> [PASSAGE PROVIDED]:
Ephemera with education themes include 1838 speeches on the importance of education and in support of an education lottery in Alton, Illinois, and a number of nineteenth-century Yale University commencement programs and other student leaflets. The fund-raising leaflet, "Education Among the Freedmen," published by the Pennsylvania Freedmen's Relief Association, is illustrated by an engraving of "Sea-Island School, No. 1.--St. Helena Island [South Carolina]. Established April, 1862," showing teachers and students relaxing. Noting that fifty dollars would support one teacher for a month, the committee appeals to ministers of every denomination and individuals and clubs in every community to contribute money or volunteer time to the efforts of the Association to send teachers to South Carolina and other southern states. Another leaflet published in Boston in June 1863, reprints May 1863 letters from teachers at St. Helena Island describing their young students as "the prettiest little things you ever saw, with solemn little faces, and eyes like stars." Vacations were a hardship to these children, who were so anxious to improve their reading and writing that they begged not to "be punished so again." Voluntary contributions from various organizations aided fourteen hundred teachers in providing education for 150,000 freedmen.

> [SUPPLIED RECORDS]:
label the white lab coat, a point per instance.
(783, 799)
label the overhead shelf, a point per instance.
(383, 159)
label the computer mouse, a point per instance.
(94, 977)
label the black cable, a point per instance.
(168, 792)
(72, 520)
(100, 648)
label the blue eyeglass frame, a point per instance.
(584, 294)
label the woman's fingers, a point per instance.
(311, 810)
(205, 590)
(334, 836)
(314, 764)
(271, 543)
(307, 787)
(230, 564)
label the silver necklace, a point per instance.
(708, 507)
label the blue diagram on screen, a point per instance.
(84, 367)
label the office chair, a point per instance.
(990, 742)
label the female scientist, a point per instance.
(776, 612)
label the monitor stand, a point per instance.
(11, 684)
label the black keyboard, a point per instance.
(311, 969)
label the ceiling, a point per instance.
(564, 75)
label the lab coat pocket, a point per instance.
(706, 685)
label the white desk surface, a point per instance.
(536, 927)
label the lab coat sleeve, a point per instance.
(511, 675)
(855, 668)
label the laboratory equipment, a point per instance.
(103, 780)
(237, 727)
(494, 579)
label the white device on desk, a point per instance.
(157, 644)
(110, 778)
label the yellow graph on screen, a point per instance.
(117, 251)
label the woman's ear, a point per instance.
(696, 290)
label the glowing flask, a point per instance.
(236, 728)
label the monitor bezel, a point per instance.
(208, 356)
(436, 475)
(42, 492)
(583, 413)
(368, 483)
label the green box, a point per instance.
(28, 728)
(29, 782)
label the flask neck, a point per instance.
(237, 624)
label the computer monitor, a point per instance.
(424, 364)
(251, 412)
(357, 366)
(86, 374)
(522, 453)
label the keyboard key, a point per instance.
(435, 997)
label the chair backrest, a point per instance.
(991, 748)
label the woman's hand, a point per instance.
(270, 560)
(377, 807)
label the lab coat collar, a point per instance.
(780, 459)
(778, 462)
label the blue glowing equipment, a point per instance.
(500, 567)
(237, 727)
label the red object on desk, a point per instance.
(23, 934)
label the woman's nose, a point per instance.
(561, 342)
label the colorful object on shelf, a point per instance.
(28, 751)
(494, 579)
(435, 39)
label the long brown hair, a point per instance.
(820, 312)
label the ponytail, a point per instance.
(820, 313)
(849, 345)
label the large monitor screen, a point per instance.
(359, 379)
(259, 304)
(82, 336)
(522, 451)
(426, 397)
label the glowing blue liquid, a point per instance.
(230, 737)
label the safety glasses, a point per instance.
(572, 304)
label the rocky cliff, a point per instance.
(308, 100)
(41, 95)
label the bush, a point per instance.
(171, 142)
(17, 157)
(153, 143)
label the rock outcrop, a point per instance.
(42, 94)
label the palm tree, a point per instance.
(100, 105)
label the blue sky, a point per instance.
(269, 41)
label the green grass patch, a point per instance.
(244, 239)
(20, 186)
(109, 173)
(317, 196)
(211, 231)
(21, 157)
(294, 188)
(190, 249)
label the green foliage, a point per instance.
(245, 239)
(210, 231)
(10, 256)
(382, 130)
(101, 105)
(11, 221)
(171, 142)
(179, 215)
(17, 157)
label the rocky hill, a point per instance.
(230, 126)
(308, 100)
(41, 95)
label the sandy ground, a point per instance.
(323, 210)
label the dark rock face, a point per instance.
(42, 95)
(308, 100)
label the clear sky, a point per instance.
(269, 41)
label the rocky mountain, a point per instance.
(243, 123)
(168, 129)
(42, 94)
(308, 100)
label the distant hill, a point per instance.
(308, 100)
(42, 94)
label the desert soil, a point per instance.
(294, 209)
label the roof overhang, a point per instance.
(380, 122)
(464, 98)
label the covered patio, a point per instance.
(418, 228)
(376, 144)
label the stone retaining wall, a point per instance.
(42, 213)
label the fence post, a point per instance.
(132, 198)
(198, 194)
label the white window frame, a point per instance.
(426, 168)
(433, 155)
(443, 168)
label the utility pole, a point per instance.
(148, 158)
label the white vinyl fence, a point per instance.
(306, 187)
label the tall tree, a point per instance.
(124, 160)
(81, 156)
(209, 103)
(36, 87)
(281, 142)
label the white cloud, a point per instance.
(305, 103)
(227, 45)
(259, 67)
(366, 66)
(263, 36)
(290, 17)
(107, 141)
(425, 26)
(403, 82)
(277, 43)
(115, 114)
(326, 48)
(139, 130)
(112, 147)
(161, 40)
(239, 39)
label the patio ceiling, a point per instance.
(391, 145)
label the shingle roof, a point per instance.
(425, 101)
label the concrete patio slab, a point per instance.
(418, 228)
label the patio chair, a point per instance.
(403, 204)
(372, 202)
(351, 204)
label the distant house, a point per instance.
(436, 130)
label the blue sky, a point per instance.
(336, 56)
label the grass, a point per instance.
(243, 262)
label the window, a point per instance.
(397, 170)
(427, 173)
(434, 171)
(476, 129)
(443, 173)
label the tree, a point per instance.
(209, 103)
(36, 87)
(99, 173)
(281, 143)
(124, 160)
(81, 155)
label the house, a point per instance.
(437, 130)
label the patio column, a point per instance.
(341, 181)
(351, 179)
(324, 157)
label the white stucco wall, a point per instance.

> [THE REQUEST]:
Please write what comes next in the passage on nineteenth-century education ephemera, picking up after its final sentence. The records are separate from the passage about education ephemera.

> [RESPONSE]:
The beginnings of collegiate intermural sports in Massachusetts is captured in the 1859 "Amherst Express. Extra." that covers contests between Williams and Amherst colleges in baseball and chess. Obviously gloating over Amherst's victories both in, "Muscle and Mind!!," the reporter offers the hope that such encounters will excite a deeper interest "in those amusements, which, while they serve as a relaxation from study, strengthen and develop body and mind." Instruction of quite another sort is described in an 1869 advertisement of "The First Gymnacyclidium for Ladies and Gentlemen," in the Apollo Building, on the corner of 28th and Broadway in New York City. Billed as the Grand Velocipede Academy, containing over 8,000 square feet for riding, with galleries seating 1,500 people, the proprietors offer lessons in bicycle exercise, competitive races, and expert exhibitions and amusements. Other advertisements offer a variety of goods and services including patent remedies for pain and a litany of common complaints, groceries and dry goods, meat packing, wool carding, shingle making, gold and silver plating, and real estate, especially western farm land being sold by railroads and other entrepreneurs.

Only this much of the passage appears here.